__Goal__:
Your task is to copy the listing exactly, with the pictures left out.

__Provided material__:
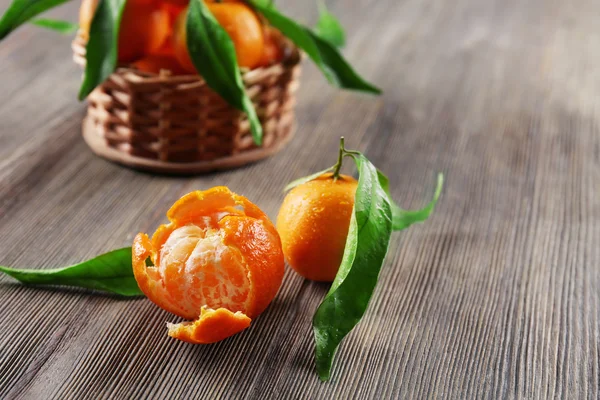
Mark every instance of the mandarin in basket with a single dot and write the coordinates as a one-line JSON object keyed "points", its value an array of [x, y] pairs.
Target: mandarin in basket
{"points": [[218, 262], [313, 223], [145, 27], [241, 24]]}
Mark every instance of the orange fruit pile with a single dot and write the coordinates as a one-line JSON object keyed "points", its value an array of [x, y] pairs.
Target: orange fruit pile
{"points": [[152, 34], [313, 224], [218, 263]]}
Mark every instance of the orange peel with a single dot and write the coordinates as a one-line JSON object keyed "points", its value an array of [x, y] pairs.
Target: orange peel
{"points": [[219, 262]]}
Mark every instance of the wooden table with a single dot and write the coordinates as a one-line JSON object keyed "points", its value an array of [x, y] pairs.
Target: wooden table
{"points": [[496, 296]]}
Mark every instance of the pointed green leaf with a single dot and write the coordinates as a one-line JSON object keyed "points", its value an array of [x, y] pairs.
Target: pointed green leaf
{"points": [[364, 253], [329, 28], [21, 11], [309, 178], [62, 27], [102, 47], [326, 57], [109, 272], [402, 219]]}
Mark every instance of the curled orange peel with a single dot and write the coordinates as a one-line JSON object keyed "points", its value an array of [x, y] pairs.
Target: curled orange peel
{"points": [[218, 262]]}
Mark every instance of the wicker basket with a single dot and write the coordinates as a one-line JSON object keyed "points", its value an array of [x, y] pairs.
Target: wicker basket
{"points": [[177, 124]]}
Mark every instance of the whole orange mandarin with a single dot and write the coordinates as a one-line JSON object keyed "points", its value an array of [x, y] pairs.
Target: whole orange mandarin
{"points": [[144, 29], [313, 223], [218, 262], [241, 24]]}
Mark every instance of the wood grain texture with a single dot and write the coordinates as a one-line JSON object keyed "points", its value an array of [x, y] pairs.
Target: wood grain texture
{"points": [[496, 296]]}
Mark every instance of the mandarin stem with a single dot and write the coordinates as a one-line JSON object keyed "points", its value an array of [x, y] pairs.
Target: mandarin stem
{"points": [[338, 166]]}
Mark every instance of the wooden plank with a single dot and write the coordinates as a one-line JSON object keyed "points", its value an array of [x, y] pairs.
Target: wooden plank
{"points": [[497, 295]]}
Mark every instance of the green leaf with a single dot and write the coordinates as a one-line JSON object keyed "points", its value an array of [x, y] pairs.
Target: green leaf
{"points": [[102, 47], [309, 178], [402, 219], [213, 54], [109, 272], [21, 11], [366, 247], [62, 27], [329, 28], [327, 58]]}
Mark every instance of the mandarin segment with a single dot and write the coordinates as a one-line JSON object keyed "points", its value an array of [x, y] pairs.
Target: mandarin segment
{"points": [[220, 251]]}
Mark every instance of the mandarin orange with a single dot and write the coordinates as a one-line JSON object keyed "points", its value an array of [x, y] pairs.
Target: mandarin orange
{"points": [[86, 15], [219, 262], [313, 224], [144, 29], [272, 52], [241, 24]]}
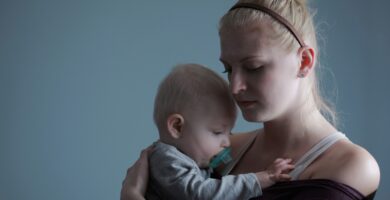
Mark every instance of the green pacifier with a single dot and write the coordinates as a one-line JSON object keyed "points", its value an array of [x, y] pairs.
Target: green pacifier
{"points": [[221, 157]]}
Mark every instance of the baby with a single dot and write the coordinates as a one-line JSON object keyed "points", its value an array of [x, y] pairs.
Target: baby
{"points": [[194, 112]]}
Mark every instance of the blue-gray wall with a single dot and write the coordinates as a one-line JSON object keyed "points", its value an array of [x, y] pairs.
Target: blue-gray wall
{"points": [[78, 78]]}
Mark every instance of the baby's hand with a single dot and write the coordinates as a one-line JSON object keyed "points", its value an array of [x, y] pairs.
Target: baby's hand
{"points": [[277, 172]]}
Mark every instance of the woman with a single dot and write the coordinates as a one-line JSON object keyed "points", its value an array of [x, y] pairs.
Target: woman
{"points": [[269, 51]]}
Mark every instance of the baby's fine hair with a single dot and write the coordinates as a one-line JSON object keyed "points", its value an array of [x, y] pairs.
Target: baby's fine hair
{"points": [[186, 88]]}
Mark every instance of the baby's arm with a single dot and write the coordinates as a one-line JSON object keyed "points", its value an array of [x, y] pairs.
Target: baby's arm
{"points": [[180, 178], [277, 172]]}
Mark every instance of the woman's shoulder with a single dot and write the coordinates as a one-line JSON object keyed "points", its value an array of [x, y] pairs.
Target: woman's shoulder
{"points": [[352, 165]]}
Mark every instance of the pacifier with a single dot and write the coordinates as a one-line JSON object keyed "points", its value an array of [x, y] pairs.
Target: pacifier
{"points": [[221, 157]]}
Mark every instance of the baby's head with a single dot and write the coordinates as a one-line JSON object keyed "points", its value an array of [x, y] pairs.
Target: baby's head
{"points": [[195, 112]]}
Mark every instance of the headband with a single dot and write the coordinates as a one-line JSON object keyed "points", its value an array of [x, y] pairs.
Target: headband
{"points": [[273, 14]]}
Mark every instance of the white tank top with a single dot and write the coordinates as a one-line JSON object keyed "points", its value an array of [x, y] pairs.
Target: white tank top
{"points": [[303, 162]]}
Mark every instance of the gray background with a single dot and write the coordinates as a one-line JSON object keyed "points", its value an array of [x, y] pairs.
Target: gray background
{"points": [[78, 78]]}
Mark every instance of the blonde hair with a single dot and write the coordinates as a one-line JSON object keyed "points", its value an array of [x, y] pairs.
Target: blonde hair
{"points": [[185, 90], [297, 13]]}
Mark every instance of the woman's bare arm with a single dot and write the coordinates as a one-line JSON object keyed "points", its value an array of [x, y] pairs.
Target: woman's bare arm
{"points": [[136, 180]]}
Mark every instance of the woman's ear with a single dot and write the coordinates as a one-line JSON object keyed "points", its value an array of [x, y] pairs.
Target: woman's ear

__Output for this task__:
Mark every instance of the mandarin in basket with a single dot and write the coordinates as a one-line JSON object keyed "points", its value an array of [x, y] pairs.
Target: mandarin in basket
{"points": [[218, 262], [313, 223], [145, 27], [241, 24]]}
Mark every instance of the orange fruit pile with a single dot and write the coordinates as a one-line JSON object keyed "points", its value an array of [x, y] pairs.
Target: orange fruit pile
{"points": [[152, 34], [313, 224], [218, 263]]}
Mark every instance of the orange peel with a single dot and write the coordinates as a one-line JSON object keyed "points", its value an array of [x, y] pairs.
Target: orange peel
{"points": [[219, 262]]}
Mark every instance of the wooden table with a single dot and write the coordinates as a one-line JSON object keyed "points", its value an array of [x, y] pairs.
Target: wooden table
{"points": [[496, 296]]}
Mark every instance of the pointed green leaf with a single dot and write the coordinates as a one-line JSON object keyed "points", its value an array of [x, y] pairs.
Target: pointed green leaf
{"points": [[364, 253], [329, 28], [21, 11], [309, 178], [62, 27], [102, 47], [326, 57], [109, 272], [402, 219]]}
Mark every instance of the curled orange peel with a single dot and write the coordinates as a one-line JSON object keyed "points", its value an array of [x, y] pairs.
Target: curled orange peel
{"points": [[218, 262]]}
Mark every instance of the wicker basket with a single dot and write the coordinates as a one-line JSON object keyed "points", its value an array of [x, y] pairs.
Target: wicker basket
{"points": [[177, 124]]}
Mark every instance of the whole orange mandarin with a single dot and write the coordinates as a one-line JSON object keyed "points", its value an array of [x, y] pairs.
Target: whole orange mandarin
{"points": [[144, 29], [313, 223], [218, 262], [241, 24]]}
Mark every instance of the wood grain texture with a single dot and write the coordinates as a one-line JSON object keyed "points", its value an array of [x, y] pairs.
Target: wood grain texture
{"points": [[496, 296]]}
Mark every instance of the mandarin stem with a single dot and write the coordinates as a one-line JSON object keyed "points", its value an array of [x, y] pairs.
Target: mandarin stem
{"points": [[338, 166]]}
Mark every instance of the wooden plank with a single dot and write the coordinates as a one-line JSON object keyed "points", its value an array of [x, y] pairs.
Target: wooden plank
{"points": [[497, 295]]}
Mark every instance of the green leaf with a single dot and write the coordinates as a one-line JSON object keyed "points", its value an array of [x, y] pairs.
Target: green leaf
{"points": [[102, 47], [309, 178], [402, 219], [213, 54], [109, 272], [21, 11], [366, 247], [62, 27], [329, 28], [327, 58]]}
Mark every instance of the mandarin segment with a single dot and write the coordinates as a one-line JSON object keyed "points", its value an array of [x, y] pairs.
Target: mandarin segment
{"points": [[220, 251]]}
Mark every instance of the mandarin orange with a single dot and write the coordinates as a one-line JSON object keyed "points", its value an array of [x, y] pairs.
Target: mandarin orange
{"points": [[86, 15], [219, 262], [313, 224], [144, 29], [272, 52], [241, 24]]}
Mark every instance of the green pacifier with a single dot and write the coordinates as a one-line JSON object keyed "points", its value an array of [x, y] pairs.
Target: green pacifier
{"points": [[221, 157]]}
Mark every instance of the baby with a single dot and write the coordinates as a one-line JSON object keyed "points", its value an array of [x, y] pairs.
Target: baby
{"points": [[194, 112]]}
Mark every instance of the blue-gray wall with a single dot and write the coordinates as a one-line JSON object keyed "points", its value an array of [x, y] pairs.
Target: blue-gray wall
{"points": [[78, 78]]}
Mark every instance of the baby's hand with a single dot and write the coordinates as a one-line JSON object keyed "points", its value an array of [x, y] pairs.
Target: baby's hand
{"points": [[277, 172]]}
Mark every instance of the woman with a single dot and write the coordinates as a one-line JSON object keyed "points", its value an array of [x, y] pairs.
Target: woman
{"points": [[269, 51]]}
Mark every instance of the baby's fine hair with a single dot and write the coordinates as a one-line JSON object keyed "points", its value an array of [x, y] pairs.
Target: baby's fine hair
{"points": [[186, 88]]}
Mark every instance of the baby's arm with a single dot and write the coordinates as a one-line JSON object keyed "points", its value an array of [x, y] pairs.
Target: baby's arm
{"points": [[180, 178], [277, 172]]}
Mark every instance of the woman's shoulder with a single dot and write the coordinates as a one-line JSON object keyed "points", its value an array of [x, y] pairs.
Target: woman's shoulder
{"points": [[352, 165]]}
Mark every instance of the pacifier with a single dot and write the coordinates as a one-line JSON object keyed "points", its value an array of [x, y] pairs.
Target: pacifier
{"points": [[221, 157]]}
Mark every instance of the baby's head with a single dot and write the coordinates as a one-line JSON object keyed "points", its value an array of [x, y] pairs.
Target: baby's head
{"points": [[195, 112]]}
Mark every instance of the headband with a single dot and write the coordinates as a one-line JSON object keyed "points", its value an array of [x, y] pairs.
Target: headband
{"points": [[273, 14]]}
Mark every instance of the white tank top with a single dot and write the coordinates as a one-line JSON object keyed "points", its value an array of [x, y] pairs.
Target: white tank top
{"points": [[303, 162]]}
Mark every instance of the gray background with a single dot and write the coordinates as a one-line JSON object keyed "points", its value an array of [x, y] pairs.
Target: gray background
{"points": [[78, 78]]}
Mark every instance of the blonde hair with a single dot and write the coordinates as a one-line JSON object keyed "points", its value an array of [x, y] pairs.
Target: blonde hair
{"points": [[185, 90], [297, 13]]}
Mark every instance of the woman's bare arm with a single dot and write the coordinates as a one-line JSON object keyed "points", its value an array of [x, y] pairs.
Target: woman's bare arm
{"points": [[136, 180]]}
Mark every instance of the woman's ear with a single dot and write the coordinates as a one-line JSON object keyed "points", its value an array of [x, y] pairs.
Target: woman's ear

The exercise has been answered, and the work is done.